Task details: Count the lines in the data below that contain the word "white" and reply with that number alone.

Supplied entries:
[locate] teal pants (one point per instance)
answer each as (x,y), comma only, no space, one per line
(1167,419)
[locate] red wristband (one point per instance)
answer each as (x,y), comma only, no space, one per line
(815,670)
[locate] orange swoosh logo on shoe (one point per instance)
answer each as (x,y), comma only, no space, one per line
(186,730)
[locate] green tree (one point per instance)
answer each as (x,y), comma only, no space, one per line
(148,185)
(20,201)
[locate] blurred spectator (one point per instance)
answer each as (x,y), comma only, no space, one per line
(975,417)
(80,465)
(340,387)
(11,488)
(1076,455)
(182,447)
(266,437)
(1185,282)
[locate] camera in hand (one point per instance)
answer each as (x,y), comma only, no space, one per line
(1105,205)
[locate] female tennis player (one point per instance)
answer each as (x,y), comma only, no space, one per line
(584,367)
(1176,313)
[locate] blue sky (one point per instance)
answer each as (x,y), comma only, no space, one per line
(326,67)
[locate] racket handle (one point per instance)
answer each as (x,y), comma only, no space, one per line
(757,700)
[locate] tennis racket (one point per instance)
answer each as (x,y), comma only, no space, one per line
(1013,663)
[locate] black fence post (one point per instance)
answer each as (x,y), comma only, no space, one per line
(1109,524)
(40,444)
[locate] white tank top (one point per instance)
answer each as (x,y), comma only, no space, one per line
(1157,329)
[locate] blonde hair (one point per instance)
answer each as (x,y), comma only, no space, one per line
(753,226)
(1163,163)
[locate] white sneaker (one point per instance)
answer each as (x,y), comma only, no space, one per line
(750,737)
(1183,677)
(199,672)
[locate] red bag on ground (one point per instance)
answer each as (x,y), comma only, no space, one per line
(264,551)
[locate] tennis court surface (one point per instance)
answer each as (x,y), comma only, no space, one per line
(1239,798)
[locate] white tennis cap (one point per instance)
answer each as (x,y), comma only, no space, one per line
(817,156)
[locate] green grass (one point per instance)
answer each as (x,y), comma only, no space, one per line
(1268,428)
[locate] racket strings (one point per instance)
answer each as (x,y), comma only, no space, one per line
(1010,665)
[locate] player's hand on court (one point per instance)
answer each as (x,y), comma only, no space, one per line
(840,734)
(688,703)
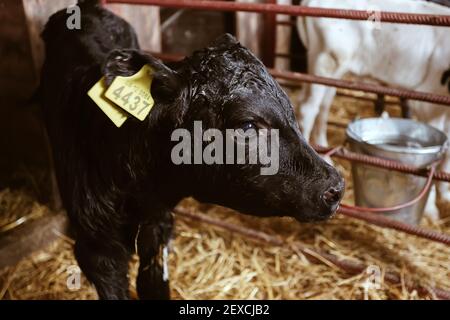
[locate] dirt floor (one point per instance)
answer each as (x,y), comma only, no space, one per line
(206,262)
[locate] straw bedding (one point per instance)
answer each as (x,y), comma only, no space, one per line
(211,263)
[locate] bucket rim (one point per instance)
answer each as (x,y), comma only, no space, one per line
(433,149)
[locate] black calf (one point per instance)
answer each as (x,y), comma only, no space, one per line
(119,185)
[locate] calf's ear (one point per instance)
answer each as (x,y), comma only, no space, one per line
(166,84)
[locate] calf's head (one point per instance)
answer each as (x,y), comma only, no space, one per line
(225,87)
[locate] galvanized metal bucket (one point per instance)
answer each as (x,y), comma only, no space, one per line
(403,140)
---
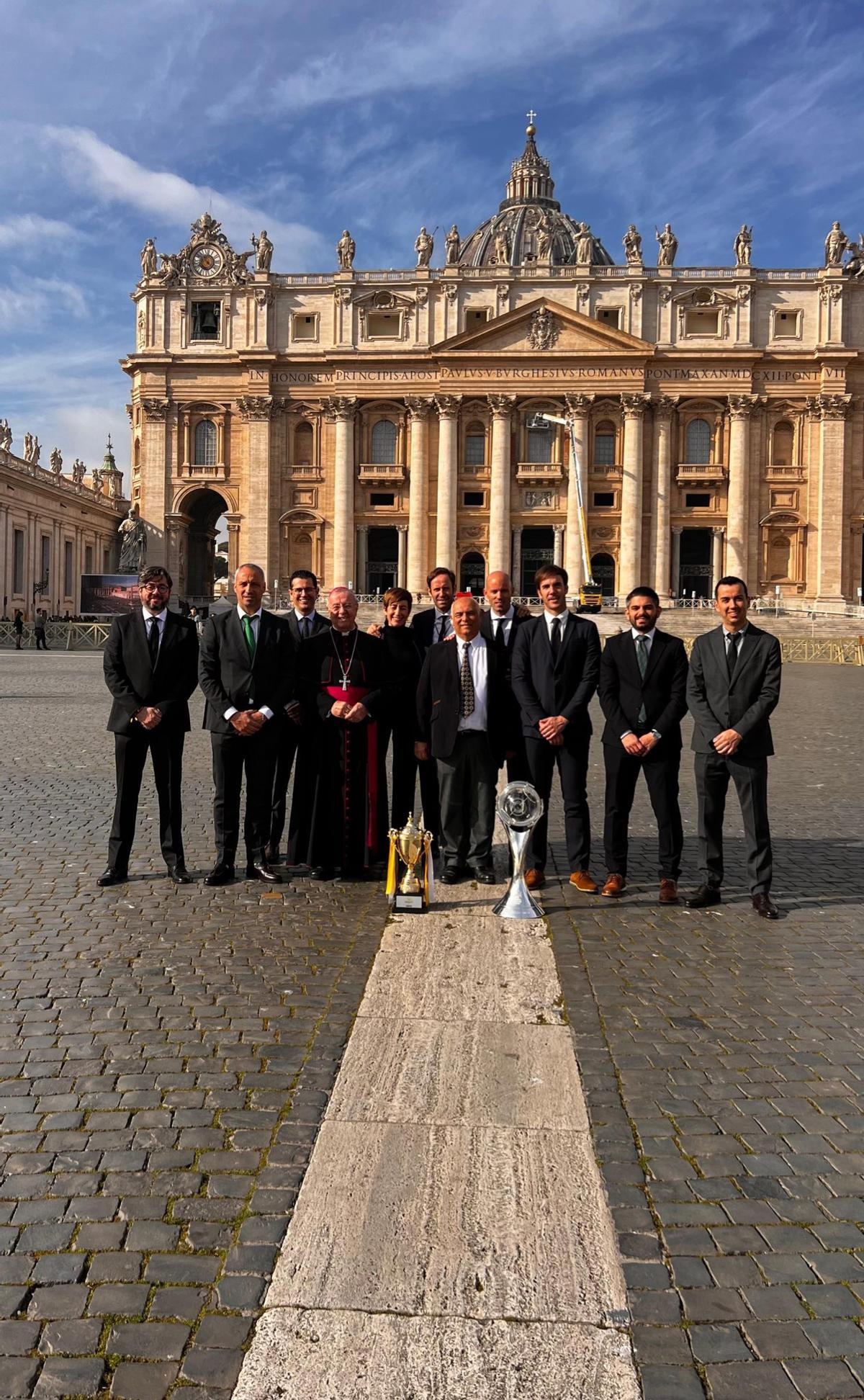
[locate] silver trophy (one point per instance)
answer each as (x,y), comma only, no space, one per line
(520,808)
* * *
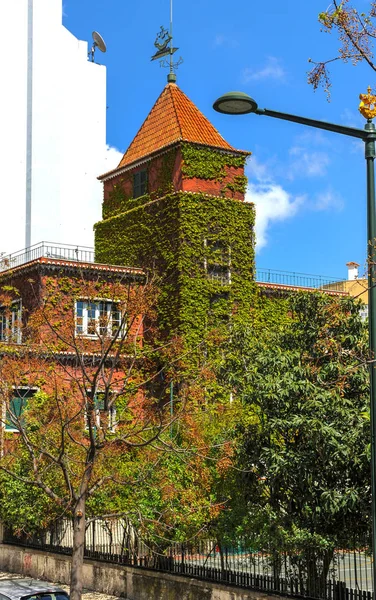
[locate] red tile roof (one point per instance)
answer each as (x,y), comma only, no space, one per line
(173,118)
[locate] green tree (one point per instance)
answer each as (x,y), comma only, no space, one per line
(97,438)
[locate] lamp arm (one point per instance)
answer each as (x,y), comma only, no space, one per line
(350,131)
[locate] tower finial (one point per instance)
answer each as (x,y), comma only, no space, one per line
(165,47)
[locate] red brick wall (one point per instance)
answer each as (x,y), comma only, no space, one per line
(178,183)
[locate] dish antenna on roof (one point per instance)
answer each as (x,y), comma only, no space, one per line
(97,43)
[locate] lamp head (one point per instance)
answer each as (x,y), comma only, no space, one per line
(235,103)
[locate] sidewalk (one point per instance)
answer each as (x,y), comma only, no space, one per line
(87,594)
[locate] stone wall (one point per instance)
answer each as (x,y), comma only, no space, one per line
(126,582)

Solved exercise: 3